• What the exercise asks
Copy the data below line for line, leaving out the pictures.

• Materials provided
=====

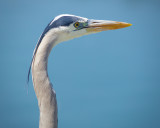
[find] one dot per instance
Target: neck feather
(43, 88)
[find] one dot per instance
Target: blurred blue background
(106, 80)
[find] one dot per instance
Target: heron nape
(61, 28)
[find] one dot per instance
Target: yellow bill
(104, 25)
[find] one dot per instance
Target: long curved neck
(43, 88)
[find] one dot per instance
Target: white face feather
(65, 33)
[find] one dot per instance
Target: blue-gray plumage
(62, 21)
(62, 28)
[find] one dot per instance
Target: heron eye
(76, 24)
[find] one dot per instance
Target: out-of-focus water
(106, 80)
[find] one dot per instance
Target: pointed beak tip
(129, 24)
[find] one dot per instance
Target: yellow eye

=====

• Output below
[find] one dot per instance
Target: neck feather
(43, 88)
[find] one dot per instance
Target: blurred blue background
(106, 80)
[find] one dot per instance
Target: heron nape
(61, 28)
[find] one dot per instance
Target: yellow bill
(104, 25)
[find] one dot per instance
Target: long curved neck
(43, 88)
[find] one dot per instance
Target: white face feather
(65, 33)
[find] one dot per instance
Target: blue-gray plumage
(62, 21)
(62, 28)
[find] one dot per instance
Target: heron eye
(76, 24)
[find] one dot per instance
Target: out-of-focus water
(106, 80)
[find] one dot per instance
Target: pointed beak tip
(129, 24)
[find] one dot per instance
Target: yellow eye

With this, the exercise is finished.